End of life care

PREPARING TO SAY GOODBYE IS THE HARDEST PART  

Sometimes it is difficult to know how one's pet is really feeling. They cannot tell us if they are in pain so it's our responsibility to look for signs of any changes that suggest that their quality of life is deteriorating.

You may notice your pet has become particularly withdrawn or quiet and does not want any physical contact or to go out. They may have stopped eating or drinking, and their toilet habits may have changed. An injury or illness may be affecting their wellbeing.

If you have any concerns please do speak to us and we will try to help guide you on the right time for making a decision about euthanasia. It is a very personal decision and it is always a good idea to talk it over with family and close friends.

PREPARING FOR EUTHANASIA OF YOUR PET

 You may want to think about where you would prefer the euthanasia to take place. It may be at the surgery at an arranged time, or you may prefer it to take place at home and we will try and accommodate you if this is your wish.

We will ask you to sign a form giving your permission for the euthanasia to take place and it will always be a vet that performs the procedure. A nurse is usually needed to assist the vet.

^^^^^^^^^^^^^^^^

PROBLEM DETAILS:
Copy the end-of-life care text from "You may notice" to "and close friends.", substituting "distant" for "withdrawn". Please rely only on the end-of-life care text.

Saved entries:

^^^^^^^^^^^^^^^^

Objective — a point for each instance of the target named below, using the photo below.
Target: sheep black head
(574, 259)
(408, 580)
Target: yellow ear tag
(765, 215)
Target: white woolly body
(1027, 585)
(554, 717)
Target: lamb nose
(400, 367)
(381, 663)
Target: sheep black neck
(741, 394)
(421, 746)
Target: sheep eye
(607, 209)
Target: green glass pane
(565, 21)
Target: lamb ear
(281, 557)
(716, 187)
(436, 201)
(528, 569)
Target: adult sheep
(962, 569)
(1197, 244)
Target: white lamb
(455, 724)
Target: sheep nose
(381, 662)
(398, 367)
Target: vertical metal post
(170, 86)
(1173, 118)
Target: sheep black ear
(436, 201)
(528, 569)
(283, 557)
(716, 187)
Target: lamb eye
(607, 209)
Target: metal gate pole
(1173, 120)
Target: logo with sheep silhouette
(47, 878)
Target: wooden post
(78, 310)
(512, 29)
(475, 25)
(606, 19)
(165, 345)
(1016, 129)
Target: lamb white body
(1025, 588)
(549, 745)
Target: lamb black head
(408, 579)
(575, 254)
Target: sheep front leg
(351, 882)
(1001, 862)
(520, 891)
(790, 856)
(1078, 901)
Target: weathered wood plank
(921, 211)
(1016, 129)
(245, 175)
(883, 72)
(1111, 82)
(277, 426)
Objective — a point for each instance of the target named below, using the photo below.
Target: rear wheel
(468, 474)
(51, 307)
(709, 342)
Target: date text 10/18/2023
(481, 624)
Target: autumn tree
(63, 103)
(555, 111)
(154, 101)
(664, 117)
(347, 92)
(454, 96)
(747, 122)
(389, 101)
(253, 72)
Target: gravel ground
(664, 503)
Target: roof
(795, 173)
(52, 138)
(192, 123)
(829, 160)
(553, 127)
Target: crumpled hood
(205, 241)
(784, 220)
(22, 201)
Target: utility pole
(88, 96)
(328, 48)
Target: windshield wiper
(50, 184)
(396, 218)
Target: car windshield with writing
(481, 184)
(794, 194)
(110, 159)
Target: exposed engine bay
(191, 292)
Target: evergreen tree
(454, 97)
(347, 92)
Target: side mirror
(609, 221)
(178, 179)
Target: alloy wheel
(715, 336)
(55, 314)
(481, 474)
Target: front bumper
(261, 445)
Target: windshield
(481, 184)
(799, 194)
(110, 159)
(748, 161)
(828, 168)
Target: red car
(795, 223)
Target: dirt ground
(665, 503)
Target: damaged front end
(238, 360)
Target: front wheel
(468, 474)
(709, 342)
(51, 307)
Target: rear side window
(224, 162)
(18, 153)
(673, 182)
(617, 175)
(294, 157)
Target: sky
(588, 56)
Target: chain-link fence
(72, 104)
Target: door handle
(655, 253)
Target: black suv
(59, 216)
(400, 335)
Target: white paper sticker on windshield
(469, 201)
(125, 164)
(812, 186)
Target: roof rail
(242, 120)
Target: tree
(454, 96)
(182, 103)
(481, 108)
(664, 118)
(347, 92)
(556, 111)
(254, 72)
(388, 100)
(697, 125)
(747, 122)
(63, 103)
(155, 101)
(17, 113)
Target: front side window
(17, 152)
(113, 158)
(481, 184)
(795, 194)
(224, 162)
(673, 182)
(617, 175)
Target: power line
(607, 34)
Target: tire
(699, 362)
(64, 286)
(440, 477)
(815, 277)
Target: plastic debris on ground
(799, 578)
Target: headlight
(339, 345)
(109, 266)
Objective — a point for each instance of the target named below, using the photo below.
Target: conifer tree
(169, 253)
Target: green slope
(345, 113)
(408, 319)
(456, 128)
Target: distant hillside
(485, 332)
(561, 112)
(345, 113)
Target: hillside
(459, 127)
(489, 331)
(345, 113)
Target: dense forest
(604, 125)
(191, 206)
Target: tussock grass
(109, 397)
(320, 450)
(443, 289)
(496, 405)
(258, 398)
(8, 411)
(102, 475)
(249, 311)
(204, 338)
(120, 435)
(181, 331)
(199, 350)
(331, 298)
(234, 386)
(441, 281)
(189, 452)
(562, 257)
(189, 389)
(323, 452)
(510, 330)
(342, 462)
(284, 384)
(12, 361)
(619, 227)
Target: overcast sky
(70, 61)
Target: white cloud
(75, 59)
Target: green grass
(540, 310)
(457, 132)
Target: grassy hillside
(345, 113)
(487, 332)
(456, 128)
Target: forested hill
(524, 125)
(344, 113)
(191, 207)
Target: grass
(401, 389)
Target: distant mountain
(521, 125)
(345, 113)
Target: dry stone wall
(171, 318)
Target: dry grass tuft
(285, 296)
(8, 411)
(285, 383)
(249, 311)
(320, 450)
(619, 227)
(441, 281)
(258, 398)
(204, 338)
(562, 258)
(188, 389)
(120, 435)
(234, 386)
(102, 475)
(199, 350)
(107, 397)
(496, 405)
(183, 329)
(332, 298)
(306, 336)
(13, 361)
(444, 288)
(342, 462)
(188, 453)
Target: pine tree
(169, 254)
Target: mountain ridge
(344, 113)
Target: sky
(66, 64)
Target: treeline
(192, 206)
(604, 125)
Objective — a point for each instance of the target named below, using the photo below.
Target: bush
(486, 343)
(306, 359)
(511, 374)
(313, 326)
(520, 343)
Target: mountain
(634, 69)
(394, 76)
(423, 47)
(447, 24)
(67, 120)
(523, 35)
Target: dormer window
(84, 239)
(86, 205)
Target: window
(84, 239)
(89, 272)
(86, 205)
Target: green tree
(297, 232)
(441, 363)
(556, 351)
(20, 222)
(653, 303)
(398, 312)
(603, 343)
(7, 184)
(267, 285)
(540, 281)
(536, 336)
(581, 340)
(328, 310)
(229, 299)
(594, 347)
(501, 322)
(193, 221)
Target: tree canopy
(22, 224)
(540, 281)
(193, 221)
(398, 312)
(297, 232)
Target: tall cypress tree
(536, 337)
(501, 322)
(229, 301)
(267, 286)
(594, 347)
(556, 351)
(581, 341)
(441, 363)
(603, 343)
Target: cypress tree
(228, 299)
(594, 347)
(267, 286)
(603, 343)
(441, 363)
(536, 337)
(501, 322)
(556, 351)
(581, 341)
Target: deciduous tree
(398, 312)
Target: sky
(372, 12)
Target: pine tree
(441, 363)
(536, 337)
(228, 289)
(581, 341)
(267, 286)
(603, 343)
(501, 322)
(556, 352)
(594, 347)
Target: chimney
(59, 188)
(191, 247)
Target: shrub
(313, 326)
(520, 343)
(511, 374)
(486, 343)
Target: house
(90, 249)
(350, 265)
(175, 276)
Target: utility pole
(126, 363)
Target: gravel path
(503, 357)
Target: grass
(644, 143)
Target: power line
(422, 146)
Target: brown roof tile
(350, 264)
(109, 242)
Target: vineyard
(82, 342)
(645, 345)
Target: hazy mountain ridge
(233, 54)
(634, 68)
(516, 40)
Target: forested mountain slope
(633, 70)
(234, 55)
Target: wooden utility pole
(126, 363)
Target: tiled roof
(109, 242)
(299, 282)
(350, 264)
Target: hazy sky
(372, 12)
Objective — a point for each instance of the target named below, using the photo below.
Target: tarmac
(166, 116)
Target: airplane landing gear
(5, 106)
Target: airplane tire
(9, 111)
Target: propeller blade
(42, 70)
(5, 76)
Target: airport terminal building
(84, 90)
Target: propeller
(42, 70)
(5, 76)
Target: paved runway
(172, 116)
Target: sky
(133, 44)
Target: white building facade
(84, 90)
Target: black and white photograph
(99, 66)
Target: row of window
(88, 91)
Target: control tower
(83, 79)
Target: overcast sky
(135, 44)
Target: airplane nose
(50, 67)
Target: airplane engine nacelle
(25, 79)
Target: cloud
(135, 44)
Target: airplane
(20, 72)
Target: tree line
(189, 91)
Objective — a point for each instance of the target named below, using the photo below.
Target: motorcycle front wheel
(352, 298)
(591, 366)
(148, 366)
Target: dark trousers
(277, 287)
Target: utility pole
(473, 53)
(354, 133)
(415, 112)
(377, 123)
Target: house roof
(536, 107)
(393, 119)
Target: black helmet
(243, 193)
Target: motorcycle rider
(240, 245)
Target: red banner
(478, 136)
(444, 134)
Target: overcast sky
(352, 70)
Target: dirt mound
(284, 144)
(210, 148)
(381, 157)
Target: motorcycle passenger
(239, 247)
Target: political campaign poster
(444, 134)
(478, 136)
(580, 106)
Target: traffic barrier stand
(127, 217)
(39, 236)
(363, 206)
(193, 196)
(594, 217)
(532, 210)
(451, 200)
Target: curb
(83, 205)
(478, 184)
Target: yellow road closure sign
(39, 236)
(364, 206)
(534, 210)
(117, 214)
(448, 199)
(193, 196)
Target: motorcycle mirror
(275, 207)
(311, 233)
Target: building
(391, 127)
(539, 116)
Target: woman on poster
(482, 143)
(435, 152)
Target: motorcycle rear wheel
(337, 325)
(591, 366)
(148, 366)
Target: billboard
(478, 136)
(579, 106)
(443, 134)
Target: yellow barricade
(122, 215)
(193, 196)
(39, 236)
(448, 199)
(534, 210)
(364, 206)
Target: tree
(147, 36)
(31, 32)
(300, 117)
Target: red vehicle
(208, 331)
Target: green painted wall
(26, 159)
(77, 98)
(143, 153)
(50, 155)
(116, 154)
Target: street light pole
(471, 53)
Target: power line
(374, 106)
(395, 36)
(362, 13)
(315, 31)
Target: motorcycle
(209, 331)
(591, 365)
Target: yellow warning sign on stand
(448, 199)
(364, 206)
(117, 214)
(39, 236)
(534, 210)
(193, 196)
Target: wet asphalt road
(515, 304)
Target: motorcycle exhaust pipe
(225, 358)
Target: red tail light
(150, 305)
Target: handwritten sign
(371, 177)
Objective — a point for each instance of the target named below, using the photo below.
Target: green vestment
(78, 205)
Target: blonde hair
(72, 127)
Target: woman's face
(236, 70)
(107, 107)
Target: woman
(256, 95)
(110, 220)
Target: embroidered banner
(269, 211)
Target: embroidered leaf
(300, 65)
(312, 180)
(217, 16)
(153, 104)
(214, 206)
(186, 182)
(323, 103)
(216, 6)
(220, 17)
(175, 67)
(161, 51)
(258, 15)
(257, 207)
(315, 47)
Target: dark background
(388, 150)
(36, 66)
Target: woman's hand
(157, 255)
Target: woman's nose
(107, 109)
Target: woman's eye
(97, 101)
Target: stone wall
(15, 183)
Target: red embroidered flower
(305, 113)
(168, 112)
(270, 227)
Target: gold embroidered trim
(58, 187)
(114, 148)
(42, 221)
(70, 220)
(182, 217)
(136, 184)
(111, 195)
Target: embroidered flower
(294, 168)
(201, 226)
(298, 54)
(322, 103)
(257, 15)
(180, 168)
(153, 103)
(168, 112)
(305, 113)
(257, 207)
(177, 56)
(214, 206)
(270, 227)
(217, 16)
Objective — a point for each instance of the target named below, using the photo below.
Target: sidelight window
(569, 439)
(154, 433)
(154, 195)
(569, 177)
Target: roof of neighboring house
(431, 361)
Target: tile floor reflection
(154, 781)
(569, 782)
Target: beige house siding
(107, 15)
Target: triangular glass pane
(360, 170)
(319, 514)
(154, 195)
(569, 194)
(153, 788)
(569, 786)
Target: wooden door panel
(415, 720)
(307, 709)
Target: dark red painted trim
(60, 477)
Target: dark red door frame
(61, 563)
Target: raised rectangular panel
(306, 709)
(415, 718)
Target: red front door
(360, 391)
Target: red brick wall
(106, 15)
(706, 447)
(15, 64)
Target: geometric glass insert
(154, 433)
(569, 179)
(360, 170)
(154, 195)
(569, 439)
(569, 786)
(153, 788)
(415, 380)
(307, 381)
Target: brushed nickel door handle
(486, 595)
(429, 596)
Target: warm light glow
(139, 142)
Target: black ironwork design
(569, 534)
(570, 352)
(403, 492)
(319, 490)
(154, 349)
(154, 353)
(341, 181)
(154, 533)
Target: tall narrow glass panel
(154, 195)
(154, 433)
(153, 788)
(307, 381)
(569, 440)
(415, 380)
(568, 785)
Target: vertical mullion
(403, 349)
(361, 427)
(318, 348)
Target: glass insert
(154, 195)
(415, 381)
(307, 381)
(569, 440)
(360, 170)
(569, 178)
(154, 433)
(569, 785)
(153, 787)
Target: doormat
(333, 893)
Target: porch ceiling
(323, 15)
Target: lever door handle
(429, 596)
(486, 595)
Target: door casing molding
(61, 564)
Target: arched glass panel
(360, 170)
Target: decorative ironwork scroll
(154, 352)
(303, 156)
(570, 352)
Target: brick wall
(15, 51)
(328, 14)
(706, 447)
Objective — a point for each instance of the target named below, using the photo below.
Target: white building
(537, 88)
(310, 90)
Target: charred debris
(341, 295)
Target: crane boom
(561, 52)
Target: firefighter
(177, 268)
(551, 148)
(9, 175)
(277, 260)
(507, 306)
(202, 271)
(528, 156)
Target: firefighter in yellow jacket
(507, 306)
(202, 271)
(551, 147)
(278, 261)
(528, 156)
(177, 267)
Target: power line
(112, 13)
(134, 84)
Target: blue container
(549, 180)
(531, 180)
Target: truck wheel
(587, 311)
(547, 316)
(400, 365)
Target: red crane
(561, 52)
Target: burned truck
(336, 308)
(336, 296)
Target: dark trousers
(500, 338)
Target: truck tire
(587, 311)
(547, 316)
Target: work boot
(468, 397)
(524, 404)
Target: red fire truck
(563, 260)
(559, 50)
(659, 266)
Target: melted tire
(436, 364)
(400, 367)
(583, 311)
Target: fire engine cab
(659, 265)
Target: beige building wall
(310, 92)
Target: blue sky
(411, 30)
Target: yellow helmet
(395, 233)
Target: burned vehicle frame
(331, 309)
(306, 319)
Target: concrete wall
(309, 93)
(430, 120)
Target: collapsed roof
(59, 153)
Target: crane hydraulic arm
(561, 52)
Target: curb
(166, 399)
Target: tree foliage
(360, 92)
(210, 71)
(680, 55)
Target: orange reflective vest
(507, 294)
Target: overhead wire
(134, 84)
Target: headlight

^^^^^^^^^^^^^^^^

YOUR RESPONSE:
You may notice your pet has become particularly distant or quiet and does not want any physical contact or to go out. They may have stopped eating or drinking, and their toilet habits may have changed. An injury or illness may be affecting their wellbeing.

If you have any concerns please do speak to us and we will try to help guide you on the right time for making a decision about euthanasia. It is a very personal decision and it is always a good idea to talk it over with family and close friends.